--- Begin Exercise data ---

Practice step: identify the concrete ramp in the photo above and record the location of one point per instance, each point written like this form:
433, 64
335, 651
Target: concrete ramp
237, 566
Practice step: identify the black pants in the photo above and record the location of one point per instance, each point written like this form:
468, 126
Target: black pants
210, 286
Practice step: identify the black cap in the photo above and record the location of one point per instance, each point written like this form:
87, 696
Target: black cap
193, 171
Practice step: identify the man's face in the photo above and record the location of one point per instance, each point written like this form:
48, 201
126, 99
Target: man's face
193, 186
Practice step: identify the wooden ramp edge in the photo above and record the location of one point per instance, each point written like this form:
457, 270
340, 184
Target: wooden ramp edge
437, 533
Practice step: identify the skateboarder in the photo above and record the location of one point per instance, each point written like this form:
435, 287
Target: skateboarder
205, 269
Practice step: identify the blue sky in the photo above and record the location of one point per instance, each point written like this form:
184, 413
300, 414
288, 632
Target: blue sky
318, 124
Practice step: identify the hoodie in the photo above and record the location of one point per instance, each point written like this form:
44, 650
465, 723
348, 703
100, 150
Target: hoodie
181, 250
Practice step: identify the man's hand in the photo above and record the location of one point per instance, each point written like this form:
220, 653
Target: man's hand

--- End Exercise data ---

• _Job_: Starting at the line that contains "Practice step: identify the hoodie" and continuing through the last line of the listing above, recast those lines as a numbered list, leaving out any blank lines.

• _The completed task_:
1. Practice step: identify the hoodie in the photo above and record the location of one point per instance, each point written like this form:
2. 44, 650
3. 465, 723
4. 348, 703
5. 100, 150
6. Target: hoodie
7. 181, 250
8. Practice step: identify the man's hand in the photo above and record the location of one point per instance, each point written like this form:
9. 220, 653
10. Target: man's hand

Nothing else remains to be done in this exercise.